▶ Exercise material:
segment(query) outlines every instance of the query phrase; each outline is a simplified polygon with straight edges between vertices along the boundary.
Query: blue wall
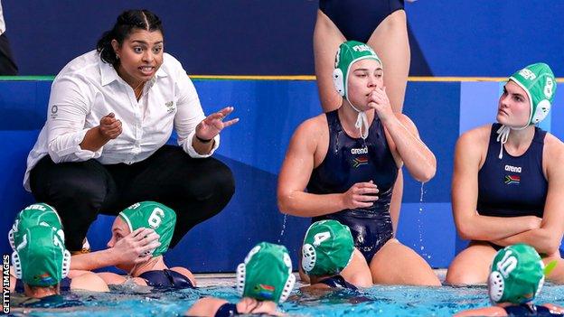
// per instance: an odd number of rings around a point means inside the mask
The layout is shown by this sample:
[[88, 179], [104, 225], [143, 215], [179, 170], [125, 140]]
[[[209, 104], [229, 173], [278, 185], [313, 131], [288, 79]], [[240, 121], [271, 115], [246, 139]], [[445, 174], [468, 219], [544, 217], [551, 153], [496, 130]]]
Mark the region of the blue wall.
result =
[[[297, 125], [319, 113], [315, 81], [195, 80], [206, 113], [235, 107], [240, 122], [221, 134], [216, 157], [233, 171], [236, 192], [223, 212], [196, 226], [167, 253], [170, 265], [195, 272], [233, 271], [258, 241], [283, 243], [296, 260], [309, 220], [284, 217], [276, 204], [277, 172]], [[0, 81], [0, 190], [6, 237], [17, 211], [33, 202], [22, 187], [25, 157], [46, 116], [51, 81]], [[437, 176], [422, 185], [406, 172], [398, 237], [435, 267], [448, 266], [465, 246], [455, 230], [450, 207], [453, 151], [459, 134], [492, 122], [497, 82], [409, 82], [405, 113], [437, 158]], [[564, 137], [564, 94], [557, 94], [543, 127]], [[551, 124], [552, 123], [552, 124]], [[94, 249], [109, 238], [112, 217], [100, 216], [89, 232]], [[0, 238], [3, 253], [7, 239]]]
[[[164, 21], [165, 50], [189, 74], [313, 74], [317, 1], [4, 0], [21, 75], [54, 75], [94, 48], [127, 8]], [[506, 77], [544, 61], [564, 76], [564, 2], [406, 2], [412, 75]]]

▶ Objective:
Can you put the data above into a numbered list, one line per item, with blank lines and the pictures left out?

▶ The answer:
1. segment(query) outlines every instance of the query phrase; each outline is a simplified polygon with straight edges between vertices along the boundary.
2. Query: blue wall
3. // per instance: an odd number of rings around a point means inside the mask
4. The layout is shown by this sample:
5. [[88, 179], [104, 225], [143, 215], [179, 170], [125, 140]]
6. [[[209, 104], [229, 173], [278, 185], [313, 131], [288, 79]], [[240, 121], [271, 115], [246, 139]], [[445, 174], [468, 219], [544, 217], [551, 153], [496, 130]]]
7. Mark the region of the blue wall.
8. result =
9. [[[297, 125], [319, 113], [315, 81], [195, 80], [206, 113], [235, 107], [240, 122], [221, 134], [216, 157], [233, 171], [236, 192], [223, 212], [196, 226], [167, 253], [170, 265], [195, 272], [233, 271], [258, 241], [283, 243], [296, 260], [309, 220], [284, 217], [276, 204], [277, 172]], [[0, 81], [0, 190], [6, 237], [17, 211], [33, 202], [22, 187], [25, 157], [46, 116], [51, 81]], [[437, 176], [422, 185], [406, 172], [398, 237], [435, 267], [448, 266], [465, 246], [455, 230], [450, 207], [453, 151], [459, 134], [492, 122], [497, 82], [409, 82], [405, 113], [437, 158]], [[564, 137], [564, 94], [557, 94], [543, 127]], [[551, 124], [552, 123], [552, 124]], [[94, 249], [109, 238], [112, 217], [100, 216], [89, 232]], [[0, 238], [3, 253], [7, 239]]]
10. [[[164, 21], [165, 50], [189, 74], [313, 74], [317, 1], [4, 0], [21, 75], [54, 75], [94, 48], [127, 8]], [[506, 77], [544, 61], [564, 76], [564, 2], [406, 2], [412, 75]]]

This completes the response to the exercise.